(WHAT NEEDS TO BE DONE): Search the entries below for the word "white" and copy every line where it appears.
----
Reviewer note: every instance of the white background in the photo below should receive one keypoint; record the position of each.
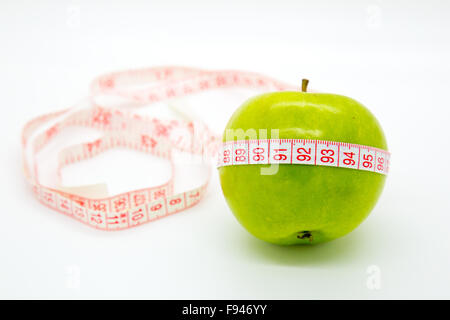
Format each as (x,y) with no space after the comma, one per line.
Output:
(390,55)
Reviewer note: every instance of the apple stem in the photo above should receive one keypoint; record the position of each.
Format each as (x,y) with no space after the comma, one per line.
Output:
(304,84)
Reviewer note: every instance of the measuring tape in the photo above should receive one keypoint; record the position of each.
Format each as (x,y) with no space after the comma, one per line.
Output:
(306,152)
(123,128)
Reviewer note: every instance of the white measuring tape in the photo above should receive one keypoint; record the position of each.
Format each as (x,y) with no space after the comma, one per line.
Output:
(123,128)
(304,151)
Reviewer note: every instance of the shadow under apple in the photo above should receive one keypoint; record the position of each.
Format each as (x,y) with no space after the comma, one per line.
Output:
(340,251)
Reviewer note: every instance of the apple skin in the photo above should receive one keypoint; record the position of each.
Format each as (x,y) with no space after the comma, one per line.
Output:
(323,203)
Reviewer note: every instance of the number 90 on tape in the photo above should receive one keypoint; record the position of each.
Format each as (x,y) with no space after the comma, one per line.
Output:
(304,151)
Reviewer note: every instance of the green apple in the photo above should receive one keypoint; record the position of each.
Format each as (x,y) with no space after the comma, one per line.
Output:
(303,204)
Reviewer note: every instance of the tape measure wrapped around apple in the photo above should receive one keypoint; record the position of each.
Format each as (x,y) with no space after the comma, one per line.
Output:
(272,197)
(328,165)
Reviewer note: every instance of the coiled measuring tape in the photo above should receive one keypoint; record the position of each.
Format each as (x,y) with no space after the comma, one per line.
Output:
----
(SOLUTION TO THIS EXERCISE):
Reviewer note: every instance of the white background in the photo below should receive one keypoint; record the position of each.
Reviewer note: every instance of the white measuring tape in the photo above should receive one keypoint; record the position of each.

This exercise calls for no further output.